* _Data supplied_

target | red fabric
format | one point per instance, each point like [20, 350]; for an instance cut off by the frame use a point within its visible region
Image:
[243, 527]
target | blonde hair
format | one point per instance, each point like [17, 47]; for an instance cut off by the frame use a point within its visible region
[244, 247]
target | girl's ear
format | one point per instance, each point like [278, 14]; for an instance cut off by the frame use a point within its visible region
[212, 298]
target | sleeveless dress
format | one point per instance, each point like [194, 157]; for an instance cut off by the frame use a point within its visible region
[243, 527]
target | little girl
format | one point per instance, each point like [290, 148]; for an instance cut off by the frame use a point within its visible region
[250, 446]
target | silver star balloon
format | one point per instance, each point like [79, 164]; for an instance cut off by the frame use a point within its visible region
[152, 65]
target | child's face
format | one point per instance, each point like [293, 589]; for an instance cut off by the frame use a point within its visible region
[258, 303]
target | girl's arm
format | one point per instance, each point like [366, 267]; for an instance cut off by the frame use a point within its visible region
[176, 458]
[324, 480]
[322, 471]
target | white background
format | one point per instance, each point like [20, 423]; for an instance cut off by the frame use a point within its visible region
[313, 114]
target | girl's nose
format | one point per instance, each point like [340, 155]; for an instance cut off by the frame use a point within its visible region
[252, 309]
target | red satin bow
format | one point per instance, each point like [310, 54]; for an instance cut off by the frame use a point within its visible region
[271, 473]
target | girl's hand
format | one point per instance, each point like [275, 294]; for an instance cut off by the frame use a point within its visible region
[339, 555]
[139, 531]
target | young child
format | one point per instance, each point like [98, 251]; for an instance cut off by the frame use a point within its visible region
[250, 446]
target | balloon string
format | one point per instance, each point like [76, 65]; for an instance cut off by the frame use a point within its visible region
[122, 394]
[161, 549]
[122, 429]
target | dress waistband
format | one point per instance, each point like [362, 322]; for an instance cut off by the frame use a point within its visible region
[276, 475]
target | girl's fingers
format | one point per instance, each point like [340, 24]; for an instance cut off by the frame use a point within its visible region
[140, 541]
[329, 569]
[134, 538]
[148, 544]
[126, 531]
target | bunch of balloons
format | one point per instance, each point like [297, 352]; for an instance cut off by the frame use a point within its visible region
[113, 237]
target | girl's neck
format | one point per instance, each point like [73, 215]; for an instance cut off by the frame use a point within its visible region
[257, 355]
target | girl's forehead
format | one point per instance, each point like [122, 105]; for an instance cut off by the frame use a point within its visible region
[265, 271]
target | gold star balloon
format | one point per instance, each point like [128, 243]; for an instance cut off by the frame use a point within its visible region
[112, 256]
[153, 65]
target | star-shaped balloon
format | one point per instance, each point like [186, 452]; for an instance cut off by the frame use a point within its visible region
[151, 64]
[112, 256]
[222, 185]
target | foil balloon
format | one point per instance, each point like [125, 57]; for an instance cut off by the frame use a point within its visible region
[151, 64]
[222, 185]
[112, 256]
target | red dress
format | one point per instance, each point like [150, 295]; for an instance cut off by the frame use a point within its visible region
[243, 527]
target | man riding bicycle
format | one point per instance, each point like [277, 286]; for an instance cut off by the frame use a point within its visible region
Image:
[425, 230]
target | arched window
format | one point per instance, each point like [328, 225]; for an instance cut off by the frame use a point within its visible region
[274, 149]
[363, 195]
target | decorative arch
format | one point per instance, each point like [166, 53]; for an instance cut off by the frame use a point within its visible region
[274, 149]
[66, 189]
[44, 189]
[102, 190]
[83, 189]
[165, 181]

* _Assigned task_
Go through the data above from its first line and copy each line exactly, stopping once the line with "target | girl's ear" has been copied.

* _Result of this task_
target | red fabric
format | one point per instance, each point like [20, 350]; for an instance cut off by the frame use a point within its visible region
Image:
[243, 527]
target | blonde hair
format | one point per instance, each point like [17, 47]; for an instance cut off by the frame use a point within its visible region
[244, 247]
target | girl's ear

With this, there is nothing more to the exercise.